— start —

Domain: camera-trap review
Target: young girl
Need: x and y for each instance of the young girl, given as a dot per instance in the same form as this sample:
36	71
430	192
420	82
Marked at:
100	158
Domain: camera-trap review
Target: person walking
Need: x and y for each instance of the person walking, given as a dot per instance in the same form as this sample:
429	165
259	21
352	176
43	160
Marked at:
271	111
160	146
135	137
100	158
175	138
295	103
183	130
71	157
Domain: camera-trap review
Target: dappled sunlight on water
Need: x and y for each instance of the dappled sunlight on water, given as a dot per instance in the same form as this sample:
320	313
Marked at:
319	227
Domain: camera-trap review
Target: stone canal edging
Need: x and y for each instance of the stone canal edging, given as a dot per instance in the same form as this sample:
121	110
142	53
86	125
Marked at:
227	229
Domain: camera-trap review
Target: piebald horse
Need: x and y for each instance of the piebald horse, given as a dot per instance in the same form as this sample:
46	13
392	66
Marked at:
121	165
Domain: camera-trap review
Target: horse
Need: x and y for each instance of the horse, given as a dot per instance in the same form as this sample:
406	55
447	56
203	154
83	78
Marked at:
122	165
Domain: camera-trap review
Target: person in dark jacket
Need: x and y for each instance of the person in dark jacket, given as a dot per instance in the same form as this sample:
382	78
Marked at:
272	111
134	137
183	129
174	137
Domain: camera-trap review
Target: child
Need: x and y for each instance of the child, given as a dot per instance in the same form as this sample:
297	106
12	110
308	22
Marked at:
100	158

— end —

Exercise description. Set all of the records down again, exactly as they stand.

Problem solution.
Domain: camera-trap review
Target: young girl
Need: x and y for each instance of the young girl, given as a dot per instance in the same form as this sample:
36	71
430	192
420	82
Marked at:
100	158
Domain: camera-trap review
Target: person walking
Need: x and y for each instance of the person walking, given as a dot per instance in the same form as this sample:
429	165
259	21
352	176
43	160
Marked at:
271	111
160	146
135	137
100	158
175	138
295	103
183	130
71	157
Domain: camera-trap review
Target: dappled sunlight on water
Need: x and y for each instance of the dappled sunlight on water, given as a dot per instance in the same form as this sample:
320	313
Marked at:
319	227
Domain: camera-trap review
Target: stone canal edging
Need: x and y for each instance of the stone canal edging, given as a dot per instance in the same form as this sample:
121	110
142	53
86	125
Marked at:
227	229
Domain: camera-trap review
Target: piebald horse
Need: x and y for each instance of the piebald horse, given as a dot per instance in the same form as this sample:
46	13
392	66
Marked at:
121	165
Domain: camera-trap review
Target: horse
Need: x and y for each instance of the horse, given as a dot per instance in the same form as this sample:
406	55
447	56
203	154
83	78
Marked at:
122	165
Domain: camera-trap review
Target: person in dark jacket
Need: x and y for each instance of the person in dark jacket, given as a dot per instance in the same form as this sample:
382	78
Marked at:
272	111
134	137
183	129
174	137
Domain: camera-trap review
Target: child
Need: x and y for each instance of the child, given as a dot per instance in the same form as this sample:
297	106
12	110
308	22
Marked at:
100	158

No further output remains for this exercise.